* Your task *
Please copy the data from the start through the line containing "point(58, 41)", keeping every line, requests included. Multiply each coordinate in the answers by 0.95 and round to whole numbers, halves up, leaving all other numbers unchanged.

--- start of Records for processing ---

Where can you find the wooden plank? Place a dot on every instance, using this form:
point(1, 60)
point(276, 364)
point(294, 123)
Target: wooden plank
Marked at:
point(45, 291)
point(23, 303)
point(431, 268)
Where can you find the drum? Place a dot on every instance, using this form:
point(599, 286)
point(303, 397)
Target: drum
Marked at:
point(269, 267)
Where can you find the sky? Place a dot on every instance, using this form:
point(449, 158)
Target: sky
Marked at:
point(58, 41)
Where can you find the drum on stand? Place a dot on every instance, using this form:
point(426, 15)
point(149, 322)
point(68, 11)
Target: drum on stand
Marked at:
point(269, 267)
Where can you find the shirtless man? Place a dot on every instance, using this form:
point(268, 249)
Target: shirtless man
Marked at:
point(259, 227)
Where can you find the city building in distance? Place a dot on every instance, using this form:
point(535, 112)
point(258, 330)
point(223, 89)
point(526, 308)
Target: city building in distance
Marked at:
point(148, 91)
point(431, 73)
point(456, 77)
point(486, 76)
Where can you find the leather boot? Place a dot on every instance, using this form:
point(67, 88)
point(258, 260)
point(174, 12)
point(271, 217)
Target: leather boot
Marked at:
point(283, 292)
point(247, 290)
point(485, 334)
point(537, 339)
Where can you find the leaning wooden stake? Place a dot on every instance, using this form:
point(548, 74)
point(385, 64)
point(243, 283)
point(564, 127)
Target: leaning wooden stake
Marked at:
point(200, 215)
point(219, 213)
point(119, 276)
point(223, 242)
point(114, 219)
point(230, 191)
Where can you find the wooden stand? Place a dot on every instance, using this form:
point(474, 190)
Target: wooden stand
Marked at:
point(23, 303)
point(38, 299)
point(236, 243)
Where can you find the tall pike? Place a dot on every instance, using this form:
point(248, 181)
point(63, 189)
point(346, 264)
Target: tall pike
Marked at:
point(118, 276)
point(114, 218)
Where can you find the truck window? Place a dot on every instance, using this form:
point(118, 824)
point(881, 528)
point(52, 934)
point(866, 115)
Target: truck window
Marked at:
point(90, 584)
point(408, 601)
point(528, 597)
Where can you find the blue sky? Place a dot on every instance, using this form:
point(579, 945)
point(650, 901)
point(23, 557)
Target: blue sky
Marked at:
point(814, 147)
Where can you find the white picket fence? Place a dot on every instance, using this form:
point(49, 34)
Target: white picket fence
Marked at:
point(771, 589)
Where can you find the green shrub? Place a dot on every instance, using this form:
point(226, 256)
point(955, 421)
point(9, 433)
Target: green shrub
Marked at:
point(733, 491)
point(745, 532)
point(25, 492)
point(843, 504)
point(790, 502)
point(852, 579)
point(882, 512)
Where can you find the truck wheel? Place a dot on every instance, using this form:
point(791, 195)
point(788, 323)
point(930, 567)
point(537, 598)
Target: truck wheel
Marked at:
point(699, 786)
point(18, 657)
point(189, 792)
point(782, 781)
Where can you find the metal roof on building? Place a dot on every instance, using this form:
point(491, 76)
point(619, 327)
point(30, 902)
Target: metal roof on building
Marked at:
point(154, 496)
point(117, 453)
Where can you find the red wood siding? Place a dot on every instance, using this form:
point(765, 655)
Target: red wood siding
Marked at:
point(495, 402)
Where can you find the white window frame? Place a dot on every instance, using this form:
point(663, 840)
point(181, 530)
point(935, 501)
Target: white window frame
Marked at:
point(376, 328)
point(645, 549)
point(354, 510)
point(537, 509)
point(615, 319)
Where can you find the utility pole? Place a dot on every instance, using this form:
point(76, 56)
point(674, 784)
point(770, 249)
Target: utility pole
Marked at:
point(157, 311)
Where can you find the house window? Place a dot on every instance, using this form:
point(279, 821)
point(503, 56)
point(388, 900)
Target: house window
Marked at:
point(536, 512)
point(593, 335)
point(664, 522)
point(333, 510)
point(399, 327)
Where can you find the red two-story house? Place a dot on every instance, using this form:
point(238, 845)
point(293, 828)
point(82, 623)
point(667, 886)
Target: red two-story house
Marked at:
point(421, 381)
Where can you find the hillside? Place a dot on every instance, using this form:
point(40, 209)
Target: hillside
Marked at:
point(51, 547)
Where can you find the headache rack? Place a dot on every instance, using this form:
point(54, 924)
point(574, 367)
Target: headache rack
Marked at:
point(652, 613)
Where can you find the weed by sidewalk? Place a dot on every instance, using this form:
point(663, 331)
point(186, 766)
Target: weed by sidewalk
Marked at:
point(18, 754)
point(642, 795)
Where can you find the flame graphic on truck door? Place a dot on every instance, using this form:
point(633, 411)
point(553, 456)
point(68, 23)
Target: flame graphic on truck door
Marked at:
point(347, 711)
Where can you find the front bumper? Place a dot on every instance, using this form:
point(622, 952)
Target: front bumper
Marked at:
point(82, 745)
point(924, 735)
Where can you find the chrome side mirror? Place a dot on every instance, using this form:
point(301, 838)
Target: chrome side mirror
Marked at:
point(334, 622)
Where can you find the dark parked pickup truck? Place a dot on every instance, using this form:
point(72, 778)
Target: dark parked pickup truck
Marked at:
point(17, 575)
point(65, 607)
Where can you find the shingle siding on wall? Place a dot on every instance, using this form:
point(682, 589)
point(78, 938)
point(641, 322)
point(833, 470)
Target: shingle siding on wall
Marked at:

--- end of Records for processing ---

* Response *
Where can you find the wooden plank? Place a dot on every instance, using this form:
point(1, 60)
point(276, 364)
point(294, 123)
Target: wooden plank
Marked at:
point(43, 276)
point(22, 288)
point(409, 255)
Where can you find the drum? Place a dot on every instance, using this form:
point(599, 286)
point(303, 397)
Target: drum
Marked at:
point(256, 254)
Where can you find the sky? Place a dot on every instance, using this form:
point(449, 158)
Target: sky
Marked at:
point(55, 39)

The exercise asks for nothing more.